▶ **Exercise requirements**:
List every line in the records below that contains the string "blurred", matching its case exactly.

(Coordinate labeling data)
START

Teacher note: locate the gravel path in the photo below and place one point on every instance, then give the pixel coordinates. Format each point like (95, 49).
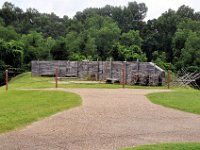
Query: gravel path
(109, 119)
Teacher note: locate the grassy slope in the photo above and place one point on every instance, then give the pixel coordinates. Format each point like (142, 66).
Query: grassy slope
(19, 108)
(182, 99)
(175, 146)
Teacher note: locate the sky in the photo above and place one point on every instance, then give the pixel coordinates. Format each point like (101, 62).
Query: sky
(70, 7)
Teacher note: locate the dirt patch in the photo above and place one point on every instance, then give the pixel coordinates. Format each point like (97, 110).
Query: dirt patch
(109, 119)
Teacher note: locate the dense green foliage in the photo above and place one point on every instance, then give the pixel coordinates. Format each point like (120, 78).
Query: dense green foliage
(182, 99)
(168, 146)
(119, 33)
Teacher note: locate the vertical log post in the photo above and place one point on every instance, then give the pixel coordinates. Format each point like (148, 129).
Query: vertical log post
(123, 78)
(168, 78)
(110, 68)
(6, 80)
(56, 78)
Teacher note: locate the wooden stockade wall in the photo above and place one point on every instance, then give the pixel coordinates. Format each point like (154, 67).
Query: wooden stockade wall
(143, 73)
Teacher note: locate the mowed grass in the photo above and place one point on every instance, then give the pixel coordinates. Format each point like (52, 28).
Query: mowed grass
(169, 146)
(21, 107)
(183, 99)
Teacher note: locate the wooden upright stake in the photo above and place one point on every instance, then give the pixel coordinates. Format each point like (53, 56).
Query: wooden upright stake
(56, 77)
(168, 79)
(6, 80)
(123, 78)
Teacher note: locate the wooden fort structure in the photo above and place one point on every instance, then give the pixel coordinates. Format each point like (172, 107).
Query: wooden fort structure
(141, 73)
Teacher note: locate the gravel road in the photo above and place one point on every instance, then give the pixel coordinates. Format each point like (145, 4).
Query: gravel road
(109, 119)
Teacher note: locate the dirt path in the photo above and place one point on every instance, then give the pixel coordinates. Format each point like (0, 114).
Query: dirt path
(108, 119)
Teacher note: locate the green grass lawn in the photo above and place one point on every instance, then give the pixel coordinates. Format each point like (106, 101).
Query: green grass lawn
(19, 108)
(169, 146)
(182, 99)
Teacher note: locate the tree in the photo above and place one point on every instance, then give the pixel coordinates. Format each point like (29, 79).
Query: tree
(105, 32)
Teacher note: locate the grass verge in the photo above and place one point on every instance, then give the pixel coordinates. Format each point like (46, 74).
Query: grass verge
(183, 99)
(19, 108)
(168, 146)
(26, 81)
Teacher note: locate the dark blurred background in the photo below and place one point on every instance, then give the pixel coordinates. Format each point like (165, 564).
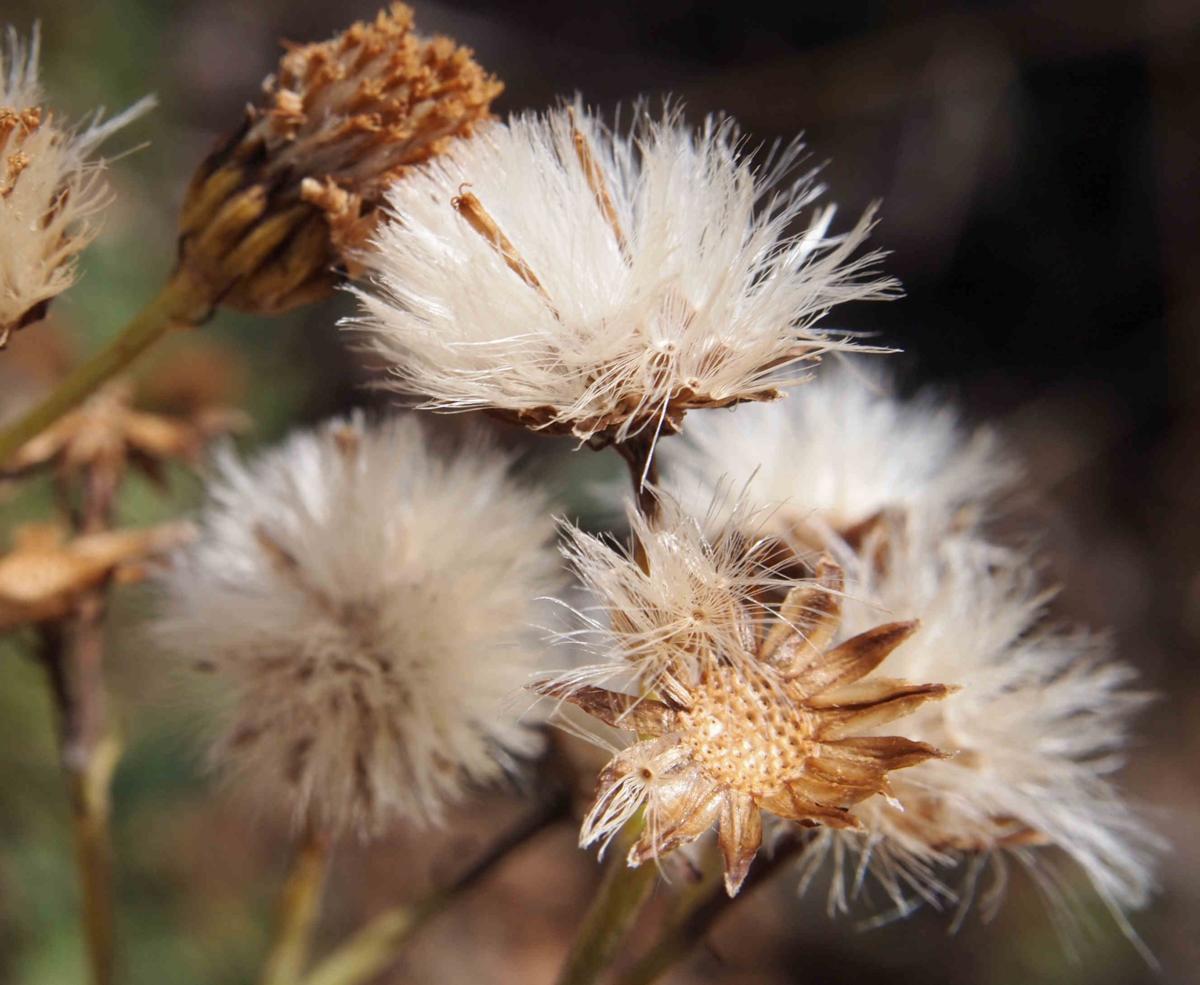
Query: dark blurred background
(1041, 181)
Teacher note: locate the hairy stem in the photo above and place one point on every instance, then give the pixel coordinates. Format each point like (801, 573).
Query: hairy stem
(619, 899)
(181, 301)
(377, 944)
(696, 911)
(299, 910)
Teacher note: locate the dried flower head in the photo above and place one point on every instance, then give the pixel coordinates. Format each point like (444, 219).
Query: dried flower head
(364, 602)
(825, 466)
(1037, 731)
(43, 575)
(107, 433)
(600, 283)
(753, 709)
(52, 186)
(273, 211)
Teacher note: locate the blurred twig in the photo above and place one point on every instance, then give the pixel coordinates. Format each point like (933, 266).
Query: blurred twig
(299, 910)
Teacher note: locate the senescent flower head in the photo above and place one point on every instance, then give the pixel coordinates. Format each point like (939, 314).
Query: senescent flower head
(823, 467)
(273, 211)
(52, 187)
(599, 282)
(364, 601)
(762, 715)
(1036, 731)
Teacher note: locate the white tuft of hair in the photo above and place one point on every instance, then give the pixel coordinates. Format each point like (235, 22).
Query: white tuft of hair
(679, 283)
(839, 452)
(52, 186)
(365, 606)
(1035, 734)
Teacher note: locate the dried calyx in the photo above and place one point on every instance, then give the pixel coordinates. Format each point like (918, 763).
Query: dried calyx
(784, 724)
(273, 215)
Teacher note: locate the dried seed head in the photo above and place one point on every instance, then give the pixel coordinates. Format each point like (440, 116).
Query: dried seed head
(52, 187)
(43, 575)
(600, 283)
(364, 606)
(289, 197)
(107, 433)
(1038, 730)
(771, 716)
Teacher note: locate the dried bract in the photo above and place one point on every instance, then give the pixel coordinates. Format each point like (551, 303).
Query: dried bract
(825, 467)
(363, 604)
(600, 283)
(107, 433)
(52, 187)
(285, 200)
(1038, 728)
(769, 718)
(43, 575)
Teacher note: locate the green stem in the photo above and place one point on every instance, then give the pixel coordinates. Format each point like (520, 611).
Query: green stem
(697, 910)
(377, 944)
(619, 899)
(180, 301)
(299, 908)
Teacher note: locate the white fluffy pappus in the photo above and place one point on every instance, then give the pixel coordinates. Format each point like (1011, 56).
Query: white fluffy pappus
(52, 186)
(839, 452)
(603, 282)
(1037, 730)
(364, 605)
(695, 602)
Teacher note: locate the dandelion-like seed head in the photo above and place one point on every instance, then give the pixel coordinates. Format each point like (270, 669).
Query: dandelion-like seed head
(52, 187)
(364, 602)
(603, 282)
(841, 454)
(762, 714)
(1037, 731)
(271, 214)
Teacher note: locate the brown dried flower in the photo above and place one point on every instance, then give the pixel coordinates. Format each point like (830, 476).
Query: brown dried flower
(778, 722)
(43, 574)
(282, 202)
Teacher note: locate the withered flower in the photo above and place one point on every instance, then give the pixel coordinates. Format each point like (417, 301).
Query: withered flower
(603, 283)
(52, 187)
(107, 433)
(45, 574)
(780, 722)
(1039, 727)
(282, 202)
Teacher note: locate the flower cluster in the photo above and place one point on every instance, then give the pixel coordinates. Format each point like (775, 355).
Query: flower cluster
(291, 194)
(365, 605)
(899, 492)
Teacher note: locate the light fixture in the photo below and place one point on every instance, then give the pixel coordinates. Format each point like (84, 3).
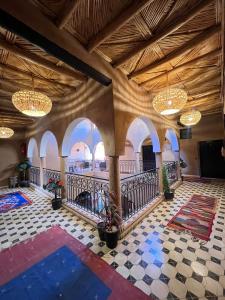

END

▶ **Output of the exercise**:
Teacher note: locate the dark blurred background in the photo below and place one point on every instance, then give the pixel coordinates. Format each point like (165, 564).
Query: dark blurred background
Teacher note: locate the blurred twig in the photo above and place one point on every instance, then give the pixel coordinates. Format each point like (933, 266).
Query: blurred twig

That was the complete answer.